▸ Problem requirements:
Reproduce all of the following material word for word, but leave the pictures out.

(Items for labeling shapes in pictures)
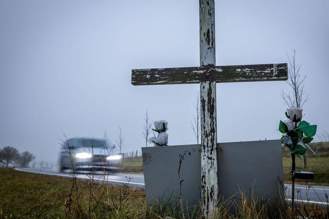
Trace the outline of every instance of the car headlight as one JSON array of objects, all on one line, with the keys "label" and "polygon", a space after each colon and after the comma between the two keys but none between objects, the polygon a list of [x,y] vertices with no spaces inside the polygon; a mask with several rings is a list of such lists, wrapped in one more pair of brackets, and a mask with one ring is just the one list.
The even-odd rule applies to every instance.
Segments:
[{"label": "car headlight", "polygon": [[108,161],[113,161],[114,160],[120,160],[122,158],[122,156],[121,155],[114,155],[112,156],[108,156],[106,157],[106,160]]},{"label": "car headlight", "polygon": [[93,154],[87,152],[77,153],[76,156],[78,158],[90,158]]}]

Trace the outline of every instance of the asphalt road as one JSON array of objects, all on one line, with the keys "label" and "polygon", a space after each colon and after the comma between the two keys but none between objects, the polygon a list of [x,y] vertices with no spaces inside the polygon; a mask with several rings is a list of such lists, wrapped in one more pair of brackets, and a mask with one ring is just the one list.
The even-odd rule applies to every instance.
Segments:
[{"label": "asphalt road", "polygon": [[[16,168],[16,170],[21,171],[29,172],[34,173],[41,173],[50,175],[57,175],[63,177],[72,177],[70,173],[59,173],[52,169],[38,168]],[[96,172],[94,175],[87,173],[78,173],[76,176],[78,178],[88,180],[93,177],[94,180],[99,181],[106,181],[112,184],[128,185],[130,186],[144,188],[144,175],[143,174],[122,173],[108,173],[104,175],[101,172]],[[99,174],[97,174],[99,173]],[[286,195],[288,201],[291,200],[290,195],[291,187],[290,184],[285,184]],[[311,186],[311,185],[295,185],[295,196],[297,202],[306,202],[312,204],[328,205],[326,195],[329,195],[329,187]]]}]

▸ Exercise output:
Trace the outline of every instance of the car headlight as one JSON array of objects, all on one line, with the keys "label" and "polygon", a space after each colon and after the comma between the two keys but none between objects, the polygon a list of [x,y] vertices with no spaces inside the polygon; a mask with several rings is a list of such lists, wrapped in one more pair of brackets, and a mask with one ring is just the one list.
The even-odd rule applies to every instance.
Segments:
[{"label": "car headlight", "polygon": [[108,161],[113,161],[114,160],[120,160],[122,158],[122,156],[121,155],[114,155],[112,156],[108,156],[106,157],[106,160]]},{"label": "car headlight", "polygon": [[93,154],[87,152],[77,153],[76,156],[78,158],[90,158]]}]

Trace the outline of every instance of the asphalt road as one JSON array of objects, all on one line, with the keys "label" and "polygon", a space after each colon and after the comma between the two keys but none between objects, the polygon a list of [x,y] vertices with no spaces inside the polygon; a mask with several rings is a list of such lists, wrapped in one more pair of brackets, and a mask with one ring is just the one list.
The even-odd rule applies to every instance.
Segments:
[{"label": "asphalt road", "polygon": [[[16,168],[16,170],[21,171],[29,172],[34,173],[41,173],[50,175],[57,175],[63,177],[72,177],[70,173],[59,173],[52,169],[38,168]],[[96,172],[94,175],[87,173],[78,173],[76,176],[78,178],[88,180],[93,177],[94,180],[99,181],[106,181],[112,184],[128,185],[130,186],[144,188],[144,175],[143,174],[122,173],[108,173],[104,175],[101,172]],[[99,174],[97,174],[99,173]],[[286,195],[288,201],[291,200],[290,195],[291,187],[290,184],[285,184]],[[311,186],[311,185],[295,185],[295,196],[297,202],[306,202],[312,204],[328,205],[326,195],[329,195],[329,187]]]}]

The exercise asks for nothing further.